▶ [Description of the task] Return every line of the records below that contains the string "rail", copying each line in full. Case counts when matching.

□ □ □ □ □ □ □

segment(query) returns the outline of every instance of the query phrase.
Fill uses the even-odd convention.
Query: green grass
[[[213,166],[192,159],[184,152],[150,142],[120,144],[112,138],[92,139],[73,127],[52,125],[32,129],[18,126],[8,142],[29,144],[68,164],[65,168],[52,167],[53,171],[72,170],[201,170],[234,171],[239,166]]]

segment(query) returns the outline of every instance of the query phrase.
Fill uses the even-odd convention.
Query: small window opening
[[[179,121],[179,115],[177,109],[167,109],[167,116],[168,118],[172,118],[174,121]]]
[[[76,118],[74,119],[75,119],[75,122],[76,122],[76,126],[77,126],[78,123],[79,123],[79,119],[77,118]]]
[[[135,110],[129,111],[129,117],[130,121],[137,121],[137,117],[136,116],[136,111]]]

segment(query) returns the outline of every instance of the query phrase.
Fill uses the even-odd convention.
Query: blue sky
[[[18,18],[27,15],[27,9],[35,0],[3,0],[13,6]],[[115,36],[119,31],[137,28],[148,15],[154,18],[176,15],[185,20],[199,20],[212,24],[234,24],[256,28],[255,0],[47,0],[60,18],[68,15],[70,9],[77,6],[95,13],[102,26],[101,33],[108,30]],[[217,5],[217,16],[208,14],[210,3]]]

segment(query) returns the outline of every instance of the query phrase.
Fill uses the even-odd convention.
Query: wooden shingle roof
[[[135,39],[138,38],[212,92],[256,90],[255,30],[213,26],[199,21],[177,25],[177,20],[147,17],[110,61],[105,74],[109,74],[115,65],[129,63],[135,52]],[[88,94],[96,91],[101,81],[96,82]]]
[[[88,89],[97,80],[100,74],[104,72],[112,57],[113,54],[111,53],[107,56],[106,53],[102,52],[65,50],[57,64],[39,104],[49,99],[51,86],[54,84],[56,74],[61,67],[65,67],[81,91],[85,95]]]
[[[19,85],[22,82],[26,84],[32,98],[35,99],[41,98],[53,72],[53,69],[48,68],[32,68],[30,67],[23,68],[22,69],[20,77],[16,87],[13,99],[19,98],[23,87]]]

□ □ □ □ □ □ □

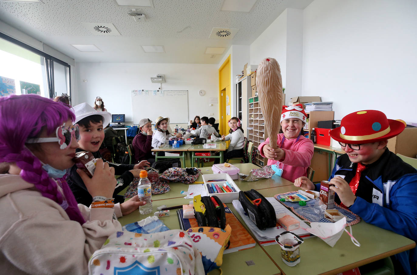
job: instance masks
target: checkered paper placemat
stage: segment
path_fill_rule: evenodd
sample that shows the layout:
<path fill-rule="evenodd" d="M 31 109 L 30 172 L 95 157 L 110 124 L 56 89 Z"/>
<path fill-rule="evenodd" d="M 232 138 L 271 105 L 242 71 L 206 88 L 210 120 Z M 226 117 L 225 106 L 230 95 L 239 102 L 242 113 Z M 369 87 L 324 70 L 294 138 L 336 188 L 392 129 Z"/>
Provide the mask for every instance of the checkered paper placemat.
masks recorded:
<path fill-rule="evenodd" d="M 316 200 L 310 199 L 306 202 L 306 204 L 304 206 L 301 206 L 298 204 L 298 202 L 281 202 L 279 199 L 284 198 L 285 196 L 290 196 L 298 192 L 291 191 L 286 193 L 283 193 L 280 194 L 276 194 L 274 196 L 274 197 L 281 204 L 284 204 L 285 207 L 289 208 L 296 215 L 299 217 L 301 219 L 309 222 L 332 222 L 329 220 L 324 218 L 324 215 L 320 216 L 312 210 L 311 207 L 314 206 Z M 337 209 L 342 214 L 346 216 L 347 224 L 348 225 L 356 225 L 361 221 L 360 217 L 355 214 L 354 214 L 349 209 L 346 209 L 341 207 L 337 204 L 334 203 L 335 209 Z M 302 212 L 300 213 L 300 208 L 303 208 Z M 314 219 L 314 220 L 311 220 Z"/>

□ □ □ □ □ □ □

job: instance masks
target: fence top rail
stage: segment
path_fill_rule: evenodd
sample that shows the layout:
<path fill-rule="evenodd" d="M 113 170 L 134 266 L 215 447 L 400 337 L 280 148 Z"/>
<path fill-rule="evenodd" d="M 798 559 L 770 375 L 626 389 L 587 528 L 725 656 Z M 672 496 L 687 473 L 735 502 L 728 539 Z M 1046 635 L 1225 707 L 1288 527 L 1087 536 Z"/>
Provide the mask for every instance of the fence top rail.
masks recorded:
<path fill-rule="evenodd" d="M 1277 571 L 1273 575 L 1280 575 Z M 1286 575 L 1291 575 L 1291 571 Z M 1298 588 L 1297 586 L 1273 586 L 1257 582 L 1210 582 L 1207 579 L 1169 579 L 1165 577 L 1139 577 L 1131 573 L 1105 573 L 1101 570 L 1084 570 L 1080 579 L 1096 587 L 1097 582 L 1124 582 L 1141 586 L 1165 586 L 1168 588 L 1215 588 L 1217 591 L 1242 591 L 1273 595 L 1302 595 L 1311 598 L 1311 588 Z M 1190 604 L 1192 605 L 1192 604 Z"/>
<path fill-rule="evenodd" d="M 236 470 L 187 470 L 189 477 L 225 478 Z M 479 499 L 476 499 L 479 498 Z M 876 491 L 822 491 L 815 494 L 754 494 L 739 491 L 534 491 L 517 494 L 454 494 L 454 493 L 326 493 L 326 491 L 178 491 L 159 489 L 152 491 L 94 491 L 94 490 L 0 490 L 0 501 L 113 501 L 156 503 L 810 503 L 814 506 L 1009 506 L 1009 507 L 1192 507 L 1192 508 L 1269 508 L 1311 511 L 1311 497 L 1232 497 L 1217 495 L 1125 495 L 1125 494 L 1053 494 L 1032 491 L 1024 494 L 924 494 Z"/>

□ □ □ □ □ □ □

▶ [Exercise response]
target: fence top rail
Provide the mask for every instance of the fence top rail.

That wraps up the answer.